[START]

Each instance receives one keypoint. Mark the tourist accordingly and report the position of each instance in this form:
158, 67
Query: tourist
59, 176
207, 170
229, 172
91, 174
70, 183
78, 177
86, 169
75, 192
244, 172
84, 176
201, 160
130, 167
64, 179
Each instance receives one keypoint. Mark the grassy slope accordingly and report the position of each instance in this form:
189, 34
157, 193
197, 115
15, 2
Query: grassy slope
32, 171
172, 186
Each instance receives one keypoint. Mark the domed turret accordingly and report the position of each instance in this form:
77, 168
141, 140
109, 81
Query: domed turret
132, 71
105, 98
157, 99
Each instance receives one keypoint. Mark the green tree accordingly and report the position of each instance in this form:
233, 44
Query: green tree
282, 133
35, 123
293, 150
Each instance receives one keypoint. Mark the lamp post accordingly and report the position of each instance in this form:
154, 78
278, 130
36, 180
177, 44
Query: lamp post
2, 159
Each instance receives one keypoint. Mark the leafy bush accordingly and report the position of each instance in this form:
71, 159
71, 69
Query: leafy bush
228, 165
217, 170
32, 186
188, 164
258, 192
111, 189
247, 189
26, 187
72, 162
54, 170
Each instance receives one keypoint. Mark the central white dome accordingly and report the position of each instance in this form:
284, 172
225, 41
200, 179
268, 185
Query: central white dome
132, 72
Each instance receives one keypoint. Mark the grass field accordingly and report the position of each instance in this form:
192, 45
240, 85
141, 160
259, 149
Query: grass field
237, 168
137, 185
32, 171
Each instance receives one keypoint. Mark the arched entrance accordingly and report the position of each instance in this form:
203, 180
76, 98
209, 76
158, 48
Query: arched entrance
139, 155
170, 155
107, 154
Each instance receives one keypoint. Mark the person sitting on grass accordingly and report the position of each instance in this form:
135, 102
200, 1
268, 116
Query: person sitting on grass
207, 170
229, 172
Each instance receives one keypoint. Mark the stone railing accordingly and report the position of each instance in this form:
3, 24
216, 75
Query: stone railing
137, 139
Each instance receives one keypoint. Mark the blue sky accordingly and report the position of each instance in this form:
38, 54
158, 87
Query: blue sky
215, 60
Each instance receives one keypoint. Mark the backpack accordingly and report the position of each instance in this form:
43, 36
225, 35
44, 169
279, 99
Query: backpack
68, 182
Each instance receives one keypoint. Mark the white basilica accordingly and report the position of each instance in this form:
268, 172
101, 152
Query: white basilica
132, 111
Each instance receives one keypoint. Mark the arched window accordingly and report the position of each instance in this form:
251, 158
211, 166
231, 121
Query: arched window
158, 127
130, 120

[END]

» Required task
Copy out all of the data exactly, leaving nothing out.

» Written answer
Each instance receives one keypoint. Mark the tourist accordingly and report the position of each instance in this form:
158, 67
Query: tourist
59, 176
207, 170
229, 172
91, 174
70, 183
78, 177
86, 169
75, 192
244, 172
84, 176
201, 160
130, 167
64, 179
Each instance receives one keypoint. Mark the grassy slope accordingly and report the position of each instance in this form:
189, 34
157, 193
197, 115
15, 2
Query: grassy slope
32, 171
172, 186
Each instance receives one keypoint. Mark the domed turret accordingly and report the position of each instance in this form:
77, 168
141, 140
109, 81
Query: domed turret
132, 71
105, 98
157, 99
Each instance receives one keypoint. Mark the green tree accordingly and report the position of each instance in this form:
233, 44
Query: green tree
282, 133
35, 123
293, 150
Each instance receives one keypoint. Mark the lamp post accordingly and report the position of each instance in this form:
154, 78
278, 130
36, 180
177, 44
Query: lamp post
2, 159
Each instance receives one keypoint. Mark the leafy bush accordingly and report the position of each instance in this form:
71, 159
71, 69
Query: leafy bush
228, 165
217, 170
32, 186
188, 164
258, 192
111, 189
247, 189
26, 187
72, 162
54, 170
Each instance receives one keypoint. Mark the central white dome accordingly and report the position of each instance in this form:
284, 172
225, 41
200, 179
268, 185
Query: central white dome
132, 72
Each instance receives one keypoint. Mark the grass field accordingly and report the position of each instance in this form:
192, 45
240, 85
141, 160
259, 149
Query: grass field
237, 168
137, 185
32, 171
Each instance receives one keypoint. Mark the arched entrance accordingly and report the position of each instance in this form:
203, 180
76, 98
209, 76
158, 48
Query: arched entrance
139, 155
170, 155
107, 154
Each instance receives one keypoint. Mark the person sitting on grass accordingly and report the position of each instance in this form:
135, 102
200, 1
268, 116
Query: person sitting on grass
207, 170
229, 172
Each instance receives one keypoint. Mark the stone railing accordingly and report the position of each instance in this form:
3, 24
216, 75
Query: stone railing
137, 139
Each instance receives one keypoint. Mark the blue sky accordingly and report the position of each instance in this form:
38, 54
158, 87
Query: blue sky
215, 60
Each instance receives one keypoint. Mark the backpack accordingly and report the position of each instance in this form:
43, 36
225, 35
44, 169
279, 99
Query: backpack
68, 182
Each instance receives one keypoint. Mark the white basilica accordingly and report the position of each instance in this form:
268, 172
101, 152
Query: white basilica
132, 111
Each instance receives one keypoint. Mark the arched window accordingly and report the position of each instance in this form:
251, 158
211, 166
231, 121
Query: arched window
158, 127
130, 120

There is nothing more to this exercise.